# Required actions
a - From the text on aspirin and tomato plants, list each detail of the spray schedule that the study gave as guidelines for achieving its results.
b - Return the part of the text on aspirin and tomato plants that opens with the words containing "Unlike many old" and closes with "rocky anecdotal evidence.".
c - Supply the next part of the text on aspirin and tomato plants, picking up after its final sentence.

Selected extract START

They discovered that salicylic acid has a number of positive effects on the fruits of the tomato plants. Plant growth and chlorophyll content in the leaves also showed slight improvements. However, the greatest impact of the salicylic acid application was in yield.

Early yield improved, but overall yield improved significantly in tests with a concentration of 0.50 mM. The study concluded by strongly recommending the application of salicylic acid at this concentration.

As aspirin is not only made up of salicylic acid, it’s difficult to determine the right concentration once the compound has broken down. The generally accepted ratio of one tablet to one gallon of water is your safest bet to prevent an overdose.

This study also provided clear guidelines on the method of application to achieve these results: apply spray four times at 10-day intervals two weeks after planting.

3 Things Aspirin Won’t Do For Your Tomato Plants

1. Deter or Kill Pests

The continual lumping together of pests and diseases appears to have introduced this myth.

When scientific evidence emerged that aspirin improves disease resistance, it was only a matter of time before gardeners argued it can deter pests too. Unfortunately, there is no clear evidence to back up this claim.

If you encounter a pest problem, by extrapolating the results of previous experiments, it follows that an application of aspirin will have an effect on pests. It may improve the plant’s defenses to combat problems caused by pests, or it may improve the natural defenses of unhealthy plants to limit pest problems. But this is all speculation, as there is no real evidence to back up the claims.

Ultimately, it is not going to keep the pests off your tomato plants altogether. Aspirin only influences immune response – there is nothing stopping the pests from trying anyway. And while an application might give your plants an immune boost in the fight against pest-induced problems, it won’t remove or kill the pests.

2. Improve Seed Germination

Unlike many old gardening myths, this claim has a clear origin. In the early 2000s, gardener Martha McBurney from the University of Rhode Island tested the effects of aspirin on a wide range of plants, including tomatoes. Her results have spread ever since with little questioning, despite her rocky anecdotal evidence.

After the study, McBurney described the results:

“The plants were huge, and green and with no insects. We even saw some disease problems that reversed themselves. We think we got a virus on the cucumbers, and the aspirin water seemed to reverse it. Seed sprayed with aspirin water gave 100 percent seed germination, compared to spotty germination in the other trial beds.”

Selected extract END
Dataset excerpts START

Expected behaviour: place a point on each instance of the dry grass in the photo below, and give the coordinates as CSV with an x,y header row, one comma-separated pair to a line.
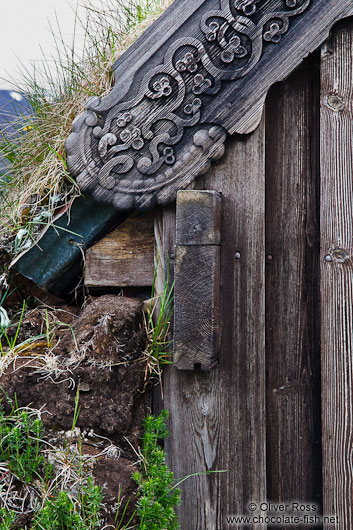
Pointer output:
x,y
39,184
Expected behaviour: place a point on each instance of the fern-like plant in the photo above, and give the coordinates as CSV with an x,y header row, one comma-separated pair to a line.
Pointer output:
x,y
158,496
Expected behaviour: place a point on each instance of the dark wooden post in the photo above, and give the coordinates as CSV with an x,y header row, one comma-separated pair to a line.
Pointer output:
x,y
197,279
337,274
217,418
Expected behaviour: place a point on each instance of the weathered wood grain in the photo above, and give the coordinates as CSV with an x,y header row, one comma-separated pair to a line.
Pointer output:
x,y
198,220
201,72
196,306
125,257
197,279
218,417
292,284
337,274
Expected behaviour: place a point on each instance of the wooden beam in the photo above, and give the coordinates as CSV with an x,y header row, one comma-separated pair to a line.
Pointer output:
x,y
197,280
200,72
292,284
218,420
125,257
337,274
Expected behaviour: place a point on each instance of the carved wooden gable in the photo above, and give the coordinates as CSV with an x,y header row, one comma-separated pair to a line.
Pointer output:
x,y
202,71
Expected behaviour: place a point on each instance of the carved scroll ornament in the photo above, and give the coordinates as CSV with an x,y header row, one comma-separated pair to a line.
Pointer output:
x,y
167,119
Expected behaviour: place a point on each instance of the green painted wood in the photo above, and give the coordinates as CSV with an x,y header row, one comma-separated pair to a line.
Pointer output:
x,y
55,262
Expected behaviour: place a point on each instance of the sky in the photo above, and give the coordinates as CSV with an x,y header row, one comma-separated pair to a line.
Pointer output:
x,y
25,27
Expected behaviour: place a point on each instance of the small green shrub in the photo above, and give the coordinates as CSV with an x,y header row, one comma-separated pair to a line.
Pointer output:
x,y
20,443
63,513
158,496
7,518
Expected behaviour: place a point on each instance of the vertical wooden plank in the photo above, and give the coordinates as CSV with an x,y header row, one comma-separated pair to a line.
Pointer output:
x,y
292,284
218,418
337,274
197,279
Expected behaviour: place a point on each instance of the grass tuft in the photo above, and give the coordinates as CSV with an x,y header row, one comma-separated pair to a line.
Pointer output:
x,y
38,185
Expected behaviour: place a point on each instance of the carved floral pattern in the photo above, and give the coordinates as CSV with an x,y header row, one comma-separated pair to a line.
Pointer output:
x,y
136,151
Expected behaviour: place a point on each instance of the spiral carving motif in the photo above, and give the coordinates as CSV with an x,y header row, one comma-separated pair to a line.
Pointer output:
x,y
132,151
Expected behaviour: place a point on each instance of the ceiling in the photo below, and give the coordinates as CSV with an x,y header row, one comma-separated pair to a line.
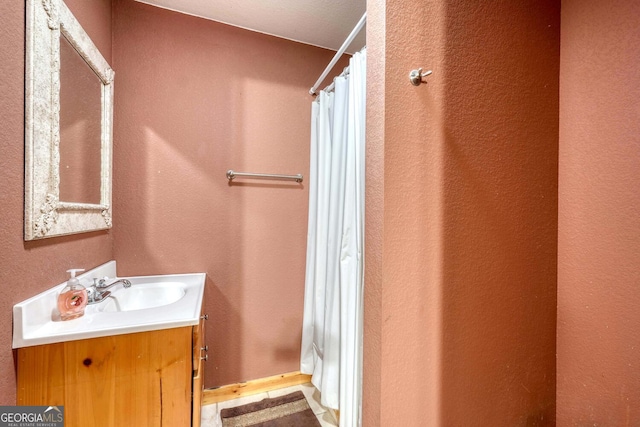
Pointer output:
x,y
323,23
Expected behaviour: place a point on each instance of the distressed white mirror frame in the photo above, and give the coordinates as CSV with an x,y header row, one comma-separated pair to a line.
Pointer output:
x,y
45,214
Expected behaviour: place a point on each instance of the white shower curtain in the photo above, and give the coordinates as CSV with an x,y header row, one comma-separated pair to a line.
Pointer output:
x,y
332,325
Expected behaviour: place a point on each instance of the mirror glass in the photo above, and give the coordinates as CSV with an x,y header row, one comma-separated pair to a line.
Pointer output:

Dataset excerpts END

# Written answers
a -
- Apply the spray four times.
- Space the applications at 10-day intervals.
- Start two weeks after planting.

b -
Unlike many old gardening myths, this claim has a clear origin. In the early 2000s, gardener Martha McBurney from the University of Rhode Island tested the effects of aspirin on a wide range of plants, including tomatoes. Her results have spread ever since with little questioning, despite her rocky anecdotal evidence.

c -
The trouble with these results is the lack of detail. Without rigorous scientific testing, it is difficult to determine whether the aspirin caused the improvements, or whether it was another entirely unrelated factor.

As the nature of the study and the results aren’t available, the evidence is completely anecdotal. And as the results have not been replicated, or even mentioned, ever since, it is difficult to argue their validity.

3. Cure Disease

As with the pest myth problem, this claim stems from incorrect extrapolation. The studies mentioned above that assessed the efficacy of salicylic acid on disease resistance did not explore the effects once the disease was already established. Despite this lack of information, the myth that aspirin can rid a tomato plant of disease has been widely perpetuated.

Resisting disease and curing disease are two completely different tasks. Aspirin may limit the chances of your tomato plants encountering a serious infection, but if that infection is already established, the aspirin will have little impact. In fact, many common tomato diseases are not curable once established. The plant must be completely destroyed.

The evidence is pretty clear – apply aspirin (or even better, dilute salicylic acid) to your tomato plants in the early stages of growth, and it will likely experience fewer problems with disease. Apply it once a disease has taken hold, and it will have little to no impact.


Despite the propagation of a few myths, there are many scientifically approved and significant impacts regarding the use of aspirin in the garden. Add a bottle to your tomato gardening tool kit, and you’re bound to see the benefits for yourself.